Brano per l'esercizio:
-- -- --
La Cina è una grande potenza economica, con il secondo Pil nominale del mondo nel 2024. Ciò nonostante dal duemila in poi diversi analisti occidentali hanno cominciato ad aspettarsi la decadenza della Cina. Per la verità, fino ad ora nessuna delle previsioni si è avverata fino in fondo. D’altronde i Paesi autoritari come la Cina, grazie ai loro sistemi di controllo e alla propaganda di regime, riescono a nascondere bene i loro problemi fino all’ultimo minuto e, comunque, le crisi possono arrivare anche a fari spenti. Secondo la banca HSBC (dati novembre 2024) la Cina nel triennio 2023-2026 dovrebbe crescere in media del 3,9%, meno della metà dell’India e delle Filippine (8,7%); molto sotto la media asiatica (6%).
Il 10 dicembre tuttavia Xi Jinping ha ricevuto diversi clientes, rappresentanti delle organizzazioni finanziarie internazionali, tra cui quelli del Fondo monetario internazionale, della Banca Mondiale e della Nuova Banca di Sviluppo (NDB Brics) ed ha illustrato loro i risultati della terza plenaria del Comitato centrale del PCC. Senza dubbio una enfatica rassicurazione sullo stato dell’economia e della potenza cinese, nonostante le incertezze che si prospettano per il 2025. Il regime dispiega tutta la narrazione cinese sulla volontà di apertura dei mercati per creare nuove opportunità di sviluppo per tutti e liberare il Sud del mondo dal giogo dei Paesi ricchi. Sui giornali rimbalzano notizie con messaggi rassicuranti sulla crescita. Ed anche la possibilità di guerre tariffarie con la nuova amministrazione USA viene esorcizzata.
-- -- --
Esercizi:
1/ Riassumi in due frasi il brano sull'economia cinese.
2/ Riprendi il brano sull'economia cinese e prosegui dopo la sua ultima frase.
Le righe riportate qui sono materiale separato dal brano sull'economia cinese.
-- -- --
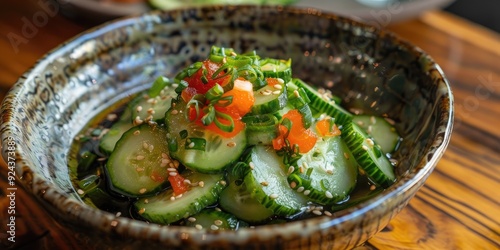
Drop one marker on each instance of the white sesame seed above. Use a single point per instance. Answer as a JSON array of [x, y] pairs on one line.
[[369, 129], [138, 121], [317, 212], [328, 194], [305, 165], [346, 155]]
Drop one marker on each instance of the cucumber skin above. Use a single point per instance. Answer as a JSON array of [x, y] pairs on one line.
[[206, 162], [110, 170], [354, 137], [343, 177], [196, 203]]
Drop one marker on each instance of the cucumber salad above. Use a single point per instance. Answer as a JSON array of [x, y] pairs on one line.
[[230, 142]]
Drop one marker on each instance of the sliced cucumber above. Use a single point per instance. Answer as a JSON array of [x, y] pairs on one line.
[[381, 130], [269, 99], [274, 68], [329, 172], [369, 155], [321, 105], [135, 166], [261, 129], [166, 208], [212, 219], [198, 148], [108, 141], [267, 183], [236, 200]]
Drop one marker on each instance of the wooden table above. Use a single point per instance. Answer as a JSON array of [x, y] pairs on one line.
[[458, 208]]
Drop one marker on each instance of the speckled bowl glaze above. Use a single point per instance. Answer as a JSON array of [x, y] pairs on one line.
[[369, 68]]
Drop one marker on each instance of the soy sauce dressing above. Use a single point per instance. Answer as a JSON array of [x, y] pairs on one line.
[[87, 169]]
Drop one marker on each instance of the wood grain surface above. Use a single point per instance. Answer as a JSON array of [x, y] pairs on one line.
[[459, 206]]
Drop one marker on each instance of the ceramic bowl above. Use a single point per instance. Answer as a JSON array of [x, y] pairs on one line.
-- -- --
Soluzioni degli esercizi:
1/ La Cina, seconda economia del mondo per Pil nominale nel 2024, è dal duemila oggetto di previsioni occidentali di declino mai avveratesi fino in fondo, e secondo HSBC nel triennio 2023-2026 dovrebbe crescere in media del 3,9%, molto meno di India, Filippine e media asiatica. Il 10 dicembre Xi Jinping ha illustrato ai rappresentanti di diverse organizzazioni finanziarie internazionali i risultati della terza plenaria del Comitato centrale del PCC, all'interno di una narrazione rassicurante sulla crescita e sull'apertura dei mercati, nonostante le incertezze previste per il 2025.

2/
Ma ad analizzare il non detto, tutte le analisi, tutte le affermazioni sul primato cinese sono declinate al futuro, tipo “se saremo bravi… raggiungeremo”, un po’ come le brigate motorizzabili dell’esercito fascista. Di fatto il rallentamento del dragone è certificato. Pandemia a parte, il Pil cinese dal 2010 in poi, è cresciuto sempre meno. Dal 2014 in poi la crescita più lenta è stata normalizzata e Xi Jinping, anche in questi giorni, non parla di crescita rapida, ma di qualità. Per il 2024 le misure di stimolo alla crescita del governo non hanno sortito i risultati sperati, creando ulteriori timori.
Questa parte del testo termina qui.